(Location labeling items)
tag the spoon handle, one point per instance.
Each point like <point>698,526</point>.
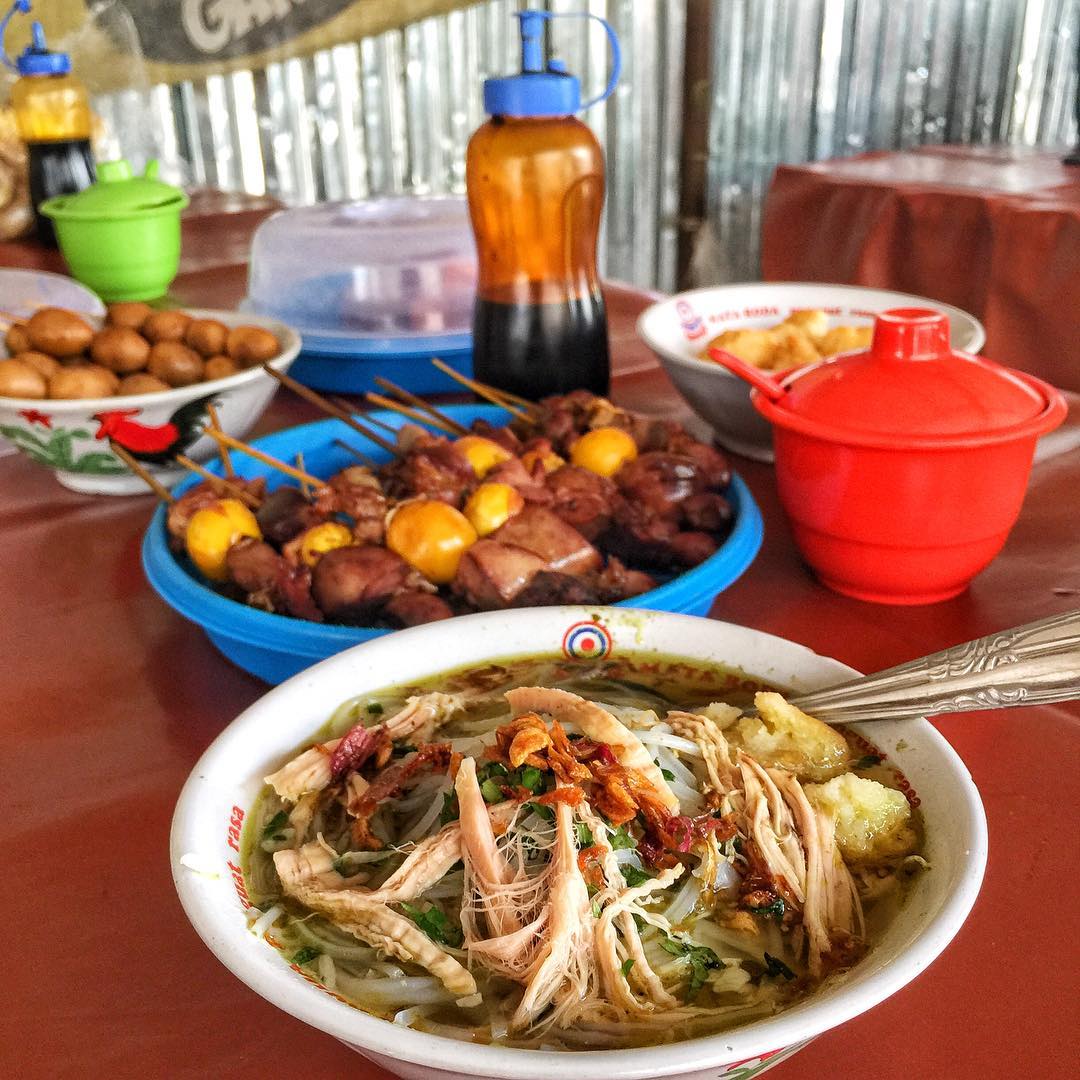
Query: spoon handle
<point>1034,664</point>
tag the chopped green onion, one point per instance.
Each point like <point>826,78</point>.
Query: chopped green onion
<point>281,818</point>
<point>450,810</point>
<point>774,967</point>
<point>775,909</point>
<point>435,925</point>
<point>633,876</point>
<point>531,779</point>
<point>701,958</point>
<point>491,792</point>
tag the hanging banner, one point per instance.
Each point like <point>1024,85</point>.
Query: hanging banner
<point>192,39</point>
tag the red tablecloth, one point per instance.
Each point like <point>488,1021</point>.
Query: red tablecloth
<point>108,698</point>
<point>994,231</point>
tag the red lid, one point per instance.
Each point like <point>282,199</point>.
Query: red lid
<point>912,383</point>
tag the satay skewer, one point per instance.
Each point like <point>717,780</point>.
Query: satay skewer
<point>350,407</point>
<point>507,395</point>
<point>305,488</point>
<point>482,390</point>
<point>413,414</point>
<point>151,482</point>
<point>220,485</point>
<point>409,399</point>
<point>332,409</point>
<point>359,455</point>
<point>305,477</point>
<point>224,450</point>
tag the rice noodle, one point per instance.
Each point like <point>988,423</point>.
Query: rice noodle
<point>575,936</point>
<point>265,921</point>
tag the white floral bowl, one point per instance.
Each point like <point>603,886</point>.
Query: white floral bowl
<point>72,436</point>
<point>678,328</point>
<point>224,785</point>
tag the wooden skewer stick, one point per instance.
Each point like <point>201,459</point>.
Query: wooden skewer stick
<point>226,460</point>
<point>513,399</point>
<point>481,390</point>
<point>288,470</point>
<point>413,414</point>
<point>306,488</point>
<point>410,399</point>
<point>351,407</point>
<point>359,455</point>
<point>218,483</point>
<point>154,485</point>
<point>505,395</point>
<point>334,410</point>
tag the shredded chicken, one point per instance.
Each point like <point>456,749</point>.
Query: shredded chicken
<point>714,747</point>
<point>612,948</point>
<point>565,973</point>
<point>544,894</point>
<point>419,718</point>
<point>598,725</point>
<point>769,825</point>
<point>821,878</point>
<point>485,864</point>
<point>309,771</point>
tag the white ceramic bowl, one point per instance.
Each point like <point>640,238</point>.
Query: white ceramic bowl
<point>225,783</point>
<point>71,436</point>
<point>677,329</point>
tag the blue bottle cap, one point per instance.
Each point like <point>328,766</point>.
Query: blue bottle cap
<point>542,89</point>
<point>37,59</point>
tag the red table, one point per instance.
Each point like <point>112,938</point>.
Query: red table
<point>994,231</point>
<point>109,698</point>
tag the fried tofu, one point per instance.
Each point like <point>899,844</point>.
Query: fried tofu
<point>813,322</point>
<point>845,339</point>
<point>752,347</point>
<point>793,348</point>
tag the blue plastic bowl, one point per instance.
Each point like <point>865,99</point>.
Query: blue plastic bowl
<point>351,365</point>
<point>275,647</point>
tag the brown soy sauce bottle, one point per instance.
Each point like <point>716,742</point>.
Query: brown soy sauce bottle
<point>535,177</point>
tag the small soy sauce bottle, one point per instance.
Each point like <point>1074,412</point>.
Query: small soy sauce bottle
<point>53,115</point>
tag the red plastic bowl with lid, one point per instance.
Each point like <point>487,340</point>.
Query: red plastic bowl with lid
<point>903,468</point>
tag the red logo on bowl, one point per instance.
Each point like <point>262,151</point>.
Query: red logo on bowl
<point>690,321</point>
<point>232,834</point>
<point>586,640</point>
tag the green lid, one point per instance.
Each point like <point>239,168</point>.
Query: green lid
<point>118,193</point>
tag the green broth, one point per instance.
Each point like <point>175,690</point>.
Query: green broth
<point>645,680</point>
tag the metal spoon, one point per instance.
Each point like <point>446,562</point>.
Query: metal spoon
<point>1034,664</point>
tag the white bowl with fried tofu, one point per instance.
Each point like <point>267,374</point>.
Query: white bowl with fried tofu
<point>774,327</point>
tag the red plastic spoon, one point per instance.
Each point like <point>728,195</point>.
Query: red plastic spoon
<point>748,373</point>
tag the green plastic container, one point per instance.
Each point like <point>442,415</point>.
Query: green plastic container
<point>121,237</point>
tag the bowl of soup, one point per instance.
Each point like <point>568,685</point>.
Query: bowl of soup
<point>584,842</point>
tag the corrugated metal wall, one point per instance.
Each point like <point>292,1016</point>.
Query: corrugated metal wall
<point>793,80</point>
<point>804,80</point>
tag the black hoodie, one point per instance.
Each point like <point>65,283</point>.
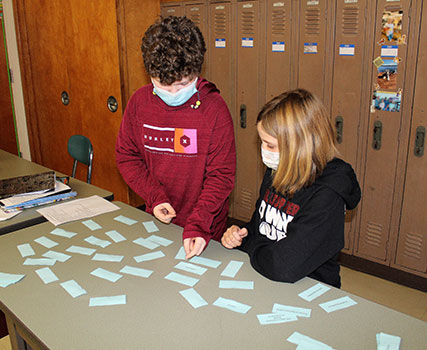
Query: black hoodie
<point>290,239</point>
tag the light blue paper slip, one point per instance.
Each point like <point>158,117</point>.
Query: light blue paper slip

Written request →
Copy all the items above line for line, leaving out the pictures.

Written answer →
tag the spoon handle, one point per instance.
Each point like <point>698,526</point>.
Query: spoon handle
<point>1034,664</point>
tag the chopped green onion, one point per instance.
Each point like <point>826,78</point>.
Query: chopped green onion
<point>281,818</point>
<point>450,810</point>
<point>774,967</point>
<point>775,909</point>
<point>435,925</point>
<point>633,876</point>
<point>531,779</point>
<point>701,958</point>
<point>491,792</point>
tag the hanging banner, one point per instance.
Each point like <point>1024,85</point>.
Query: hanging banner
<point>192,39</point>
tag the red tablecloth, one point per instance.
Each point like <point>488,1021</point>.
Query: red tablecloth
<point>108,698</point>
<point>994,231</point>
tag the red lid, one point per instance.
Each point like <point>282,199</point>.
Query: red lid
<point>912,383</point>
tag the satay skewer, one point per instance.
Each point like <point>717,780</point>.
Query: satay skewer
<point>350,407</point>
<point>507,395</point>
<point>305,488</point>
<point>482,390</point>
<point>413,414</point>
<point>151,482</point>
<point>220,485</point>
<point>409,399</point>
<point>332,409</point>
<point>359,455</point>
<point>305,477</point>
<point>224,450</point>
tag the rice noodle, one point per instance.
Each point like <point>988,423</point>.
Query: rice noodle
<point>575,936</point>
<point>265,921</point>
tag the white floral bowl, one point per instance.
Each point like <point>603,886</point>.
Query: white floral bowl
<point>72,436</point>
<point>678,328</point>
<point>224,785</point>
tag the wooden skewer stick, one point per instance.
Each point like <point>201,459</point>.
Query: wooden skewer stick
<point>226,460</point>
<point>513,399</point>
<point>481,390</point>
<point>288,470</point>
<point>413,414</point>
<point>306,488</point>
<point>410,399</point>
<point>351,407</point>
<point>359,455</point>
<point>218,483</point>
<point>154,485</point>
<point>505,395</point>
<point>334,410</point>
tag the shredded chicken, one point per instance.
Each point like <point>456,749</point>.
Query: shredded chicken
<point>714,747</point>
<point>612,948</point>
<point>565,973</point>
<point>544,894</point>
<point>419,718</point>
<point>598,725</point>
<point>769,825</point>
<point>821,878</point>
<point>485,864</point>
<point>309,771</point>
tag the white ceramic bowl, one point per instance.
Each point like <point>640,238</point>.
Query: white ceramic bowl
<point>225,783</point>
<point>71,436</point>
<point>677,329</point>
tag the blue bottle cap, one point per instance.
Each point like <point>328,766</point>.
Query: blue bottle cap
<point>542,89</point>
<point>37,59</point>
tag the red table, one point per instance.
Each point like <point>112,938</point>.
Query: red table
<point>994,231</point>
<point>109,698</point>
tag the fried tofu, one point per instance.
Each point like <point>899,844</point>.
Query: fried tofu
<point>813,322</point>
<point>845,339</point>
<point>752,347</point>
<point>793,348</point>
tag the blue plastic bowl, one point per instance.
Each point like <point>865,99</point>.
Query: blue plastic bowl
<point>351,365</point>
<point>275,647</point>
tag the brown soy sauce bottle, one point per instance.
Each point like <point>716,742</point>.
Query: brown soy sauce bottle
<point>535,177</point>
tag the small soy sauce bottle, one point per instance.
Each point like <point>1074,412</point>.
Query: small soy sauce bottle
<point>53,115</point>
tag the red plastic bowl with lid, one point per instance.
Each point like <point>487,340</point>.
Query: red plastic bowl with lid
<point>903,468</point>
tag the red logo on bowl, one point per instance.
Each point like <point>262,151</point>.
Query: red logo on bowl
<point>690,321</point>
<point>232,834</point>
<point>586,640</point>
tag the green lid, one point per instance.
Each point like <point>239,168</point>.
Query: green lid
<point>118,193</point>
tag the green broth, one point per instance.
Each point like <point>175,690</point>.
Query: green broth
<point>645,680</point>
tag the metal spoon, one point per instance.
Each point like <point>446,562</point>.
Query: metal spoon
<point>1034,664</point>
tag the white bowl with fried tofu, one point per instance.
Each point like <point>267,374</point>.
Query: white bowl with fried tofu
<point>774,327</point>
tag the red plastic spoon, one point per instance.
Each point like <point>728,195</point>.
Query: red plastic spoon
<point>748,373</point>
tag the green plastic container, one point per instance.
Each point like <point>442,415</point>.
Query: green plastic container
<point>121,237</point>
tag the bowl of soup, one point per instance.
Each point like <point>568,685</point>.
Query: bowl of soup
<point>584,842</point>
tag the corrugated metal wall, one point per instance.
Each point like <point>292,1016</point>.
Query: corrugated metal wall
<point>793,80</point>
<point>804,80</point>
tag the black hoodie, one point per instance.
Each point like <point>65,283</point>.
Query: black hoodie
<point>290,239</point>
tag the light blue paper slip, one point per instance.
Each point like <point>158,117</point>.
Query: light blue paper slip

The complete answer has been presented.